*GOAL*
Exactly as given, repeat all of the entries.

*PROVIDED ENTRIES*
---

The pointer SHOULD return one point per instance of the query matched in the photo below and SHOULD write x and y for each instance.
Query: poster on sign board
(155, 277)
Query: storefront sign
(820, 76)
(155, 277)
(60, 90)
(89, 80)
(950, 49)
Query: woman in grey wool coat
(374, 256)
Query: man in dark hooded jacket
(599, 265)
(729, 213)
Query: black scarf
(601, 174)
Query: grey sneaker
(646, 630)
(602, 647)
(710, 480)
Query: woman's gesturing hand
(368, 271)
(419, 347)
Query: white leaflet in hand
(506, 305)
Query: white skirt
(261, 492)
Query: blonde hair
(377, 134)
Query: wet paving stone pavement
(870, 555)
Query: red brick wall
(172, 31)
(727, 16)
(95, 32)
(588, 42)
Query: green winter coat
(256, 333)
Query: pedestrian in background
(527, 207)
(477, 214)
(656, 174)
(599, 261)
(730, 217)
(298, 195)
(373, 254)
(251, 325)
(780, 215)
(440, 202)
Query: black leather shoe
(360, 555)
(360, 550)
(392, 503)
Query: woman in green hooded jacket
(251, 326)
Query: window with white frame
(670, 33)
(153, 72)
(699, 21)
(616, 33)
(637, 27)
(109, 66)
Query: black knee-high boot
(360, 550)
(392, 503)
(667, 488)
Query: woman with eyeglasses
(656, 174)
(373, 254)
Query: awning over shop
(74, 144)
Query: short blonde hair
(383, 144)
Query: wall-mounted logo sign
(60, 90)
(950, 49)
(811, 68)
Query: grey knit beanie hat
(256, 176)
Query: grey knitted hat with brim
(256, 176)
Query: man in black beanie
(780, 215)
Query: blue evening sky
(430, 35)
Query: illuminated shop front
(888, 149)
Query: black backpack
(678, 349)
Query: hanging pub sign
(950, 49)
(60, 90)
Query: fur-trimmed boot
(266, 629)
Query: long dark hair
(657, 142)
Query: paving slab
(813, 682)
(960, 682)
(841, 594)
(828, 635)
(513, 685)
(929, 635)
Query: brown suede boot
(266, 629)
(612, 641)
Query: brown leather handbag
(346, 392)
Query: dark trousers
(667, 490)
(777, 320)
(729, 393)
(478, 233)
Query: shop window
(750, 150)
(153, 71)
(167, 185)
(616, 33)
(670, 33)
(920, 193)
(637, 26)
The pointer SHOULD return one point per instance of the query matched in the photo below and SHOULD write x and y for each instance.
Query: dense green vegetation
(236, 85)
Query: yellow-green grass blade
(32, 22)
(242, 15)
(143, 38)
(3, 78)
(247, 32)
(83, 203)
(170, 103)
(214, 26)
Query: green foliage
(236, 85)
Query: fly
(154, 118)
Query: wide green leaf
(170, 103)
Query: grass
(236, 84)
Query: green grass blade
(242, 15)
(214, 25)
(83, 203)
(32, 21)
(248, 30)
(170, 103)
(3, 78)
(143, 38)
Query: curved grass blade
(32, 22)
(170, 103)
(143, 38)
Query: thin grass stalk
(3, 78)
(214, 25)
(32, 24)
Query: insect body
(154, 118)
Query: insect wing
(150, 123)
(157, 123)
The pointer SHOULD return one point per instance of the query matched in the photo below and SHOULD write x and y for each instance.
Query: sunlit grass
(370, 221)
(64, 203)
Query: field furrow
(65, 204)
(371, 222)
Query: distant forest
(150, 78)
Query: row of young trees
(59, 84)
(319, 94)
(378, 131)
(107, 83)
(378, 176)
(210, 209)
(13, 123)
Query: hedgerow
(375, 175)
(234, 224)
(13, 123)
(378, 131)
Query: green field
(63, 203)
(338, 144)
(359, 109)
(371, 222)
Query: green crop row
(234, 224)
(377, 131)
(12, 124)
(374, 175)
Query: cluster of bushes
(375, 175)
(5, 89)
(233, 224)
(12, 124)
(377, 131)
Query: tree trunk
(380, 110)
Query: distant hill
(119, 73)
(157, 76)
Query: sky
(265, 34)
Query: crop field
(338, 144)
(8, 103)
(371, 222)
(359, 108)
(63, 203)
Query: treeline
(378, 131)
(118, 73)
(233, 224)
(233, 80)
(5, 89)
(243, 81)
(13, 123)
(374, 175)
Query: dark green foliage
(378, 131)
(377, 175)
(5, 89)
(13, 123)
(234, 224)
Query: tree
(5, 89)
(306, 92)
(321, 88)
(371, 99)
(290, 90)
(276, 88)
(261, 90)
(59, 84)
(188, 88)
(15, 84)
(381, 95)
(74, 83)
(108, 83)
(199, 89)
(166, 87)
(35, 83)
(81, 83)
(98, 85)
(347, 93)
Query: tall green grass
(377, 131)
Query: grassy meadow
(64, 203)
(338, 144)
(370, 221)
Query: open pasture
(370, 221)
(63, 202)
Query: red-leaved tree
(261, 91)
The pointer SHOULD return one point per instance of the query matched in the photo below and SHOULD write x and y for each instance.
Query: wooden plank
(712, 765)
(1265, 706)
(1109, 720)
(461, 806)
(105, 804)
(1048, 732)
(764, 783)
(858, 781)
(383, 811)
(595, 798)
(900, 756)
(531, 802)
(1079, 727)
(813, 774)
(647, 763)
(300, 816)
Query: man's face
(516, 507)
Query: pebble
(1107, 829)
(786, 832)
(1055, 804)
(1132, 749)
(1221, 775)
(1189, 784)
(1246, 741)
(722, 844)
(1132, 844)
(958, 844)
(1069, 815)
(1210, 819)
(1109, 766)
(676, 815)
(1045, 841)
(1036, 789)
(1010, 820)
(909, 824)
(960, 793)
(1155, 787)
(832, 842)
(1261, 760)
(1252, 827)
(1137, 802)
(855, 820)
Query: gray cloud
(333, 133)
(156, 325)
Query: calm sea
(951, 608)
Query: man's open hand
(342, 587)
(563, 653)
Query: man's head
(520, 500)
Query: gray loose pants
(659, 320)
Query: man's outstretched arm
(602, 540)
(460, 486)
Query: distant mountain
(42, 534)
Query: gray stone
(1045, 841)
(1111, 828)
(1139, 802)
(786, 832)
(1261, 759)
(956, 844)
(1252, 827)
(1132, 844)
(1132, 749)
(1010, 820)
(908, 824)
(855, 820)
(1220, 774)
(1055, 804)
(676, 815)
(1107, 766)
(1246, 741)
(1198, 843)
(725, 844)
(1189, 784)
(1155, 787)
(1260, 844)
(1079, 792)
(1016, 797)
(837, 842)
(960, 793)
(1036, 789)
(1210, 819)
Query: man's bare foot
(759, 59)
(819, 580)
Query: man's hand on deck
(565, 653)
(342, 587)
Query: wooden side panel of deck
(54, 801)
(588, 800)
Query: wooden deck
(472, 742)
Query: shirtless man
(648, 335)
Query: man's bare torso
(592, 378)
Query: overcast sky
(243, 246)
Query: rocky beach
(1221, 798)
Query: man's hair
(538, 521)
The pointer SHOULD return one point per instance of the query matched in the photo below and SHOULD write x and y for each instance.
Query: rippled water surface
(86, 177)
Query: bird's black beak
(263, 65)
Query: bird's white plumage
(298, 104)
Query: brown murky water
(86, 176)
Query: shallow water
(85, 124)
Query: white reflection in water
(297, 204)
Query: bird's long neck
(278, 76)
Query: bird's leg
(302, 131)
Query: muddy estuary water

---

*OUTPUT OF THE EXERCISE*
The pointer SHOULD return one point per instance of the query matched in the photo below and SHOULD write x and y for each instance.
Query: poster on sign board
(155, 277)
Query: storefront sign
(820, 76)
(155, 277)
(60, 90)
(89, 80)
(950, 49)
Query: woman in grey wool coat
(374, 256)
Query: man in dark hooded jacket
(599, 265)
(729, 213)
Query: black scarf
(601, 174)
Query: grey sneaker
(646, 630)
(602, 647)
(710, 480)
Query: woman's gesturing hand
(368, 271)
(419, 347)
Query: white leaflet in hand
(506, 305)
Query: white skirt
(261, 492)
Query: blonde hair
(377, 134)
Query: wet paving stone pavement
(870, 555)
Query: red brick wall
(172, 31)
(727, 16)
(95, 32)
(588, 42)
Query: green winter coat
(256, 333)
Query: pedestrian in background
(527, 207)
(477, 214)
(656, 174)
(599, 261)
(730, 217)
(298, 195)
(373, 254)
(251, 325)
(780, 215)
(440, 202)
Query: black leather shoe
(360, 555)
(360, 550)
(392, 503)
Query: woman in green hooded jacket
(251, 326)
Query: window with white frame
(670, 33)
(153, 72)
(699, 21)
(616, 33)
(637, 27)
(109, 66)
Query: black knee-high boot
(360, 550)
(392, 503)
(667, 488)
Query: woman with eyeglasses
(656, 174)
(373, 254)
Query: awning over shop
(74, 144)
Query: short blonde hair
(383, 144)
Query: wall-mounted logo sign
(60, 90)
(950, 49)
(811, 68)
Query: grey knit beanie hat
(256, 176)
Query: grey knitted hat with brim
(256, 176)
Query: man in black beanie
(780, 215)
Query: blue evening sky
(430, 35)
Query: illuminated shop front
(888, 149)
Query: black backpack
(678, 349)
Query: hanging pub sign
(950, 49)
(60, 90)
Query: fur-trimmed boot
(266, 629)
Query: long dark hair
(657, 142)
Query: paving slab
(813, 682)
(960, 682)
(841, 594)
(828, 635)
(513, 685)
(929, 635)
Query: brown suede boot
(266, 629)
(612, 641)
Query: brown leather handbag
(346, 392)
Query: dark trousers
(667, 490)
(777, 320)
(729, 393)
(478, 233)
Query: shop window
(750, 150)
(153, 71)
(167, 185)
(616, 33)
(670, 33)
(920, 193)
(637, 26)
The pointer SHOULD return one point per instance of the query matched in the photo below and SHOULD write x and y for each instance.
Query: dense green vegetation
(236, 85)
Query: yellow-green grass blade
(32, 22)
(242, 15)
(143, 38)
(3, 78)
(247, 32)
(83, 203)
(170, 103)
(214, 26)
Query: green foliage
(236, 85)
Query: fly
(154, 118)
Query: wide green leaf
(170, 103)
Query: grass
(236, 84)
Query: green grass blade
(242, 15)
(214, 25)
(83, 203)
(32, 21)
(248, 30)
(170, 103)
(3, 78)
(143, 38)
Query: curved grass blade
(32, 22)
(170, 103)
(143, 38)
Query: thin grass stalk
(3, 78)
(214, 25)
(32, 24)
Query: insect body
(154, 118)
Query: insect wing
(150, 123)
(157, 123)
The pointer SHOULD return one point per instance of the query matched in the photo below and SHOULD write x and y for each instance.
Query: sunlit grass
(370, 221)
(64, 203)
Query: field furrow
(65, 204)
(371, 222)
Query: distant forest
(150, 78)
Query: row of young trees
(59, 84)
(319, 94)
(378, 131)
(107, 83)
(378, 176)
(210, 209)
(13, 123)
Query: hedgerow
(375, 175)
(234, 224)
(13, 123)
(378, 131)
Query: green field
(63, 203)
(338, 144)
(359, 109)
(371, 222)
Query: green crop row
(234, 224)
(377, 131)
(12, 124)
(374, 175)
Query: cluster of bushes
(375, 175)
(5, 89)
(233, 224)
(12, 124)
(377, 131)
Query: tree trunk
(380, 110)
Query: distant hill
(119, 73)
(157, 76)
Query: sky
(265, 34)
Query: crop field
(338, 144)
(8, 103)
(371, 222)
(359, 108)
(63, 203)
Query: treeline
(378, 131)
(118, 73)
(233, 224)
(233, 80)
(5, 89)
(243, 81)
(13, 123)
(374, 175)
Query: dark green foliage
(378, 131)
(377, 175)
(5, 89)
(13, 123)
(234, 224)
Query: tree
(5, 89)
(306, 92)
(321, 88)
(371, 99)
(290, 90)
(276, 88)
(261, 90)
(59, 84)
(188, 88)
(15, 84)
(381, 95)
(74, 83)
(108, 83)
(199, 89)
(166, 87)
(35, 83)
(81, 83)
(98, 85)
(347, 93)
Query: tall green grass
(377, 131)
Query: grassy meadow
(64, 203)
(338, 144)
(370, 221)
Query: open pasture
(370, 221)
(63, 202)
Query: red-leaved tree
(261, 91)
The pointer SHOULD return one point per instance of the query matched in the photo below and SHOULD write x and y for each instance.
Query: wooden plank
(712, 765)
(1265, 706)
(1109, 720)
(461, 806)
(105, 804)
(1048, 732)
(764, 783)
(858, 781)
(383, 811)
(595, 798)
(900, 756)
(531, 802)
(1079, 727)
(813, 774)
(647, 763)
(300, 816)
Query: man's face
(516, 507)
Query: pebble
(1107, 829)
(786, 832)
(1055, 804)
(1132, 749)
(1221, 775)
(1189, 784)
(1246, 741)
(722, 844)
(1132, 844)
(958, 844)
(1069, 815)
(1210, 819)
(1109, 766)
(676, 815)
(1045, 841)
(1036, 789)
(1010, 820)
(909, 824)
(960, 793)
(1155, 787)
(832, 842)
(1261, 760)
(1252, 827)
(1137, 802)
(855, 820)
Query: gray cloud
(333, 133)
(156, 325)
Query: calm sea
(951, 608)
Query: man's open hand
(342, 587)
(563, 653)
Query: man's head
(520, 500)
Query: gray loose pants
(659, 320)
Query: man's outstretched arm
(602, 540)
(460, 486)
Query: distant mountain
(42, 534)
Query: gray stone
(1045, 841)
(1111, 828)
(1139, 802)
(786, 832)
(1261, 759)
(956, 844)
(1252, 827)
(1132, 844)
(1132, 749)
(1010, 820)
(908, 824)
(855, 820)
(1220, 774)
(1055, 804)
(676, 815)
(1107, 766)
(1246, 741)
(1198, 843)
(725, 844)
(1189, 784)
(1155, 787)
(1260, 844)
(1079, 792)
(1016, 797)
(837, 842)
(960, 793)
(1036, 789)
(1210, 819)
Query: man's bare foot
(759, 59)
(819, 580)
Query: man's hand on deck
(565, 653)
(342, 587)
Query: wooden side panel of deck
(54, 801)
(588, 800)
Query: wooden deck
(472, 742)
Query: shirtless man
(648, 335)
Query: man's bare torso
(592, 378)
Query: overcast sky
(243, 246)
Query: rocky beach
(1221, 798)
Query: man's hair
(538, 521)
The pointer SHOULD return one point per instance of the query matched in the photo below and SHOULD write x and y for each instance.
Query: rippled water surface
(86, 177)
Query: bird's black beak
(263, 65)
Query: bird's white plumage
(298, 104)
Query: brown murky water
(86, 176)
Query: shallow water
(85, 124)
Query: white reflection in water
(297, 204)
Query: bird's long neck
(278, 76)
Query: bird's leg
(302, 131)
Query: muddy estuary water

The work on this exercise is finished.